The problem. Update the rows below so that "derby hat" replaces every occurrence of "bowler hat". Leave everything else unchanged.

Stored entries.
= = = = = = =

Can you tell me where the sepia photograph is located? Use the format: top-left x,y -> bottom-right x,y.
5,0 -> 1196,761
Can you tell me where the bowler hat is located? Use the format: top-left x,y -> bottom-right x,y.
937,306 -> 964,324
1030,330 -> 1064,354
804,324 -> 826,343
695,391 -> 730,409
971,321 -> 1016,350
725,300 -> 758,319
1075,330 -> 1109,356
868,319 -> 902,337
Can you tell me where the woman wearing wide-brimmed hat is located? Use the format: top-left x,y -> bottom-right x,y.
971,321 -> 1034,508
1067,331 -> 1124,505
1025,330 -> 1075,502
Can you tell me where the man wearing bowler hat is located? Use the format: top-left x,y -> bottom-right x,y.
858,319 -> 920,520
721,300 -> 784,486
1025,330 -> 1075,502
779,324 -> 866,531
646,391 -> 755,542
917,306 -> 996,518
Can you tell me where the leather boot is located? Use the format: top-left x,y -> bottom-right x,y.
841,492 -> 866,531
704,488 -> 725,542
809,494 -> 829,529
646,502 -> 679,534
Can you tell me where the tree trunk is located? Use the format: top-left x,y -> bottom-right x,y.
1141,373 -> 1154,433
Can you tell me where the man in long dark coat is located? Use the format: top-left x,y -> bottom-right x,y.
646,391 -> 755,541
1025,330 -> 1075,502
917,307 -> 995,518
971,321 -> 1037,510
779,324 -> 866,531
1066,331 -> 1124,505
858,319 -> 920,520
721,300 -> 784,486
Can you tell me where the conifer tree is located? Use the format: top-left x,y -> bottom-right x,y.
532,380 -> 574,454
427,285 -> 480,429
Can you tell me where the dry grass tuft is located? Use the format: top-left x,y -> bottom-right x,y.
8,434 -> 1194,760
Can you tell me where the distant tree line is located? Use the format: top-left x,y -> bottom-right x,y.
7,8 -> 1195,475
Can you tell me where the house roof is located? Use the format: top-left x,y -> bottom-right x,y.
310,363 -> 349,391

= = = = = = =

Written response.
Can you tell me where the sepia photograph is located? Use the format: top-left x,y -> bottom-right x,y.
5,0 -> 1196,761
Can you tell me where the derby hat is located? Use the format: top-left x,y -> bottom-right x,y.
937,306 -> 964,324
1030,330 -> 1064,354
804,324 -> 826,343
695,391 -> 730,409
971,321 -> 1016,350
725,300 -> 758,319
1075,330 -> 1109,356
868,319 -> 902,337
Can you tell me where the woman wearing wide-brimmed hat is located? Use the format: top-left x,y -> bottom-right x,y.
971,321 -> 1034,508
1067,331 -> 1124,505
1025,330 -> 1075,502
Can you tell me where the man wearing derby hat is located? Use the format: top-left x,y -> bottom-right x,y.
858,319 -> 920,520
721,300 -> 784,486
1025,330 -> 1075,502
779,324 -> 866,531
646,391 -> 755,542
917,306 -> 996,518
Can you tell me where the leather boot is located? Use the format: top-left x,y -> bottom-right x,y.
841,492 -> 866,531
704,488 -> 725,542
809,494 -> 829,529
646,502 -> 679,534
Can you tell me where the tree trunk is located? Use the format: top-left x,y -> bottom-right x,y.
1141,373 -> 1154,433
Can you tell me where the man in long dark coat is located? Use the format: top-left x,y -> bottom-right x,y.
646,391 -> 755,541
1025,330 -> 1075,502
917,307 -> 995,518
971,321 -> 1037,510
779,324 -> 866,531
1066,331 -> 1124,505
858,319 -> 920,520
721,300 -> 784,486
Can you tell me where the conifer tree is located? Use the format: top-left x,y -> bottom-right x,y.
532,380 -> 574,454
427,285 -> 480,429
Can you tell me where the dry grass tuft is located? Use the format: top-left x,y -> bottom-right x,y.
8,434 -> 1194,760
Can you tell me where the distant tree line is located? Use the format: top-left x,y -> bottom-right x,y.
7,8 -> 1195,475
Can you tell me where the house roof is located? Use the format: top-left x,y -> bottom-right x,y.
310,363 -> 349,391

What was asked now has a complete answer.